## WORK TO DO
All entries must be extracted exactly, with nothing added or dropped.

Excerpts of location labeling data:
┌──
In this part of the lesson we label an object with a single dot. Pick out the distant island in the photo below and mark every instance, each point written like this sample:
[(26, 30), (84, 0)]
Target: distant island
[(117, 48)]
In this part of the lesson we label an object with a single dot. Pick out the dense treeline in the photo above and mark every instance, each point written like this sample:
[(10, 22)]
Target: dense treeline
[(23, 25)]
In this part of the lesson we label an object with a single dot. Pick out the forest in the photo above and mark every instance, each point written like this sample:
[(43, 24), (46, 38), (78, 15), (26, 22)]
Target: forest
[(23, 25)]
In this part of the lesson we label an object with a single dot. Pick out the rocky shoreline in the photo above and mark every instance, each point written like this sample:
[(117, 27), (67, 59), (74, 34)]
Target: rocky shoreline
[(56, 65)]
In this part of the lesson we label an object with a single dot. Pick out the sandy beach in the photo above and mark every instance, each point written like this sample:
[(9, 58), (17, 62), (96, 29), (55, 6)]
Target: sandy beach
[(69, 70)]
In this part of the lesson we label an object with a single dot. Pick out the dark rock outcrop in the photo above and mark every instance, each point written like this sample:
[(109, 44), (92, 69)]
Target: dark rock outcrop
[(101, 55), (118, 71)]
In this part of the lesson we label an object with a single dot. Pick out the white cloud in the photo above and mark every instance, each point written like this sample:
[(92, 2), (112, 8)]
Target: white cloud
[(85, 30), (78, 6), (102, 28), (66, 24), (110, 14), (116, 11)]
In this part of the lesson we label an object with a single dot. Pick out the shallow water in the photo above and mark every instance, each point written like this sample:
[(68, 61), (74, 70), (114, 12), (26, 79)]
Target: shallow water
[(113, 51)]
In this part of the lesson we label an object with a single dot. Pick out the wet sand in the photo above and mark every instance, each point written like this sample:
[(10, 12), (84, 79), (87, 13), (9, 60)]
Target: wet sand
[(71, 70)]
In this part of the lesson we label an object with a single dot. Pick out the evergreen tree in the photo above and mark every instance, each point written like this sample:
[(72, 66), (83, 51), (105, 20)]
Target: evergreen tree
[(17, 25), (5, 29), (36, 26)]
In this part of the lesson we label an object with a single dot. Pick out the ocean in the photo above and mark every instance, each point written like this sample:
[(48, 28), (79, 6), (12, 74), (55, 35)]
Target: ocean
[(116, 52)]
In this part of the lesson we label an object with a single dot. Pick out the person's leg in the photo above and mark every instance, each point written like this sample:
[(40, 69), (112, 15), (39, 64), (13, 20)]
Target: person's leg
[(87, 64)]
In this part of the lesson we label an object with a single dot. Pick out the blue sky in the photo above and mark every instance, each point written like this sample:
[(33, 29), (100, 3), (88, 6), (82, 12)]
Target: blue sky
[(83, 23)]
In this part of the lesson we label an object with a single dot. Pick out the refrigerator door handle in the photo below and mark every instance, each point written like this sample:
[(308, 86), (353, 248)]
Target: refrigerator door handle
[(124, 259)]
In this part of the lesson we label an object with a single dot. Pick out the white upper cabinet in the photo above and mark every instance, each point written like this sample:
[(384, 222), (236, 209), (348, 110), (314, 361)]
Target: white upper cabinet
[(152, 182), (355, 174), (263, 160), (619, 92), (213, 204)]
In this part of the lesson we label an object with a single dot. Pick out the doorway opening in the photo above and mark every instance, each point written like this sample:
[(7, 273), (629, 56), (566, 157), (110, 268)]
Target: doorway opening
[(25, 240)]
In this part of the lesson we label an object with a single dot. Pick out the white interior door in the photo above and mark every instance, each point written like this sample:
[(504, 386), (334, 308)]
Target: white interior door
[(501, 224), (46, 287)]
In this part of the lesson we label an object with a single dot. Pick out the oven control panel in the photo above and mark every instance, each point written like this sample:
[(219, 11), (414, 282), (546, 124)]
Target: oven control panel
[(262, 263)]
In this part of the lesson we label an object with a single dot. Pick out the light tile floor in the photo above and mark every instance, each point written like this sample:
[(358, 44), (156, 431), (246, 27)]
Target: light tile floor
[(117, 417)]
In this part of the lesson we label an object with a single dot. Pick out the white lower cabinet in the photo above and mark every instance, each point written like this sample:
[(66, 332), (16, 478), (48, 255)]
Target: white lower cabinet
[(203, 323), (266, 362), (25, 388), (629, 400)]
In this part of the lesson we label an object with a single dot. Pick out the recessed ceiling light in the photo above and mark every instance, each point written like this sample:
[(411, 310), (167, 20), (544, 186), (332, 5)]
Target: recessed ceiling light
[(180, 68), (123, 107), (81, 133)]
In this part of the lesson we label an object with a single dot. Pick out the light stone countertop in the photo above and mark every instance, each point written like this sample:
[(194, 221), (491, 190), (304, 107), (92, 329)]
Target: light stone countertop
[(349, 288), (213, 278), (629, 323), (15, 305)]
└──
## EXPECTED ANSWER
In this part of the lesson we label an object with a single dot. Pick out the distant island in the photo below and mark every instance, each point written like this sample:
[(26, 30), (84, 0)]
Target: distant island
[(117, 48)]
In this part of the lesson we label an object with a single dot. Pick out the dense treeline in the photo above and mark every instance, each point written like this sample:
[(10, 22)]
Target: dense treeline
[(23, 25)]
In this part of the lesson we label an object with a single dot. Pick out the forest in the photo above and mark every instance, each point written like this sample:
[(43, 24), (46, 38), (78, 15), (26, 22)]
Target: forest
[(23, 25)]
In this part of the lesson we label an object with a single dot. Pick out the rocky shoreline in the photo above and mark every instance, each point written like this sample:
[(117, 27), (67, 59), (74, 34)]
Target: rocky shoreline
[(56, 65)]
In this part of the lesson we label an object with a single dot. Pick out the sandy beach in the photo above and mark every instance, each point written like this sample:
[(9, 58), (17, 62), (96, 29), (55, 6)]
Target: sandy beach
[(69, 70)]
In this part of the lesson we label an object with a single dot. Pick out the dark rock outcrop in the photo above and mark every instance, each point written like this sample:
[(109, 44), (92, 69)]
Target: dark rock outcrop
[(101, 55), (118, 71)]
In this part of the lesson we label an object with a single dot. Pick out the white cloud in the photo above and mark every instance, each point written like this sample:
[(92, 2), (112, 8)]
Target: white cloud
[(85, 30), (78, 6), (102, 28), (66, 24), (110, 14), (116, 11)]
In this part of the lesson we label an object with a single dot. Pick out the shallow water in the photo above and mark every instance, each point written like this sample:
[(68, 61), (74, 70), (114, 12), (26, 79)]
Target: shallow water
[(113, 51)]
In this part of the lesson we label an object with a single dot. Pick out the wet sand in the photo above and mark every instance, each point written like this sample:
[(10, 12), (84, 79), (87, 13), (9, 60)]
Target: wet sand
[(71, 70)]
In this part of the lesson we label an object with a single dot. Pick out the evergreen tree in the photo above and mark every instance, each point written like this sample:
[(72, 66), (83, 51), (105, 20)]
Target: evergreen tree
[(17, 25), (5, 29), (36, 26)]
In this part of the lesson we label an object with a single dot. Pick out the ocean in the photo above and mark every instance, each point written like this sample:
[(48, 28), (79, 6), (12, 74), (55, 35)]
Target: ocean
[(116, 52)]
In this part of the lesson we label an object with a single dot. Pick out the person's leg in the photo above and mark every instance, each point written like this sample:
[(40, 69), (112, 15), (39, 64), (13, 20)]
Target: person's leg
[(87, 64)]
In this part of the lesson we label an object with a single dot. Pick out the blue sky in the photo above and mark every instance, each point written like this sample:
[(33, 29), (100, 3), (88, 6), (82, 12)]
Target: blue sky
[(83, 23)]
In this part of the lesson we label an object with a single dot. Pick out the refrigerator door handle in the photo below and mark every instance, each point written like this sample:
[(308, 86), (353, 248)]
Target: refrigerator door handle
[(124, 259)]
In this part of the lesson we label an object with a single dot. Pick out the white upper cabinet in the photo above and mark every instance, each point written like this sample:
[(384, 222), (236, 209), (348, 110), (314, 361)]
Target: white upper cabinet
[(152, 182), (355, 174), (263, 160), (619, 92), (213, 204)]
In this part of the lesson we label an object with a single dot. Pick out the doorway opening in the photo above and mark every instance, each point written like this sample:
[(7, 273), (629, 56), (566, 157), (110, 268)]
Target: doorway opening
[(25, 240)]
In this part of the lesson we label an object with a single dot. Pick out the white interior door in the photo above and mark every instance, each point written like this sample:
[(504, 386), (334, 308)]
Target: white interior door
[(501, 224), (46, 287)]
In this part of the lesson we label an object with a single dot. Pick out the oven control panel in the photo above and mark every instance, each point written like this sample:
[(219, 11), (414, 282), (546, 124)]
Target: oven control panel
[(262, 263)]
In this part of the lesson we label an object with a single dot. Pick out the light tile floor in the photo above and mark every instance, each point written like this sample:
[(358, 44), (156, 431), (246, 27)]
Target: light tile floor
[(117, 417)]
In this part of the lesson we label an object with a single dot. Pick out the white lower cabinet in the photo above and mark every instance, each point written like this sample:
[(66, 332), (16, 478), (48, 255)]
Target: white lower cabinet
[(203, 323), (266, 362), (25, 388), (629, 400)]
In this part of the lesson we label an object with a single dot. Pick out the recessed ceiling light in the photo above and mark every instance, each point written like this sample:
[(411, 310), (167, 20), (544, 186), (332, 5)]
Target: recessed ceiling light
[(180, 68), (123, 107), (81, 133)]
In this part of the lesson we label an object with a single dot. Pick out the light stone countertop in the photo above and mark every instance, each point written like this sample:
[(194, 221), (491, 190), (304, 107), (92, 329)]
Target: light stone countertop
[(349, 288), (213, 278), (629, 323), (15, 305)]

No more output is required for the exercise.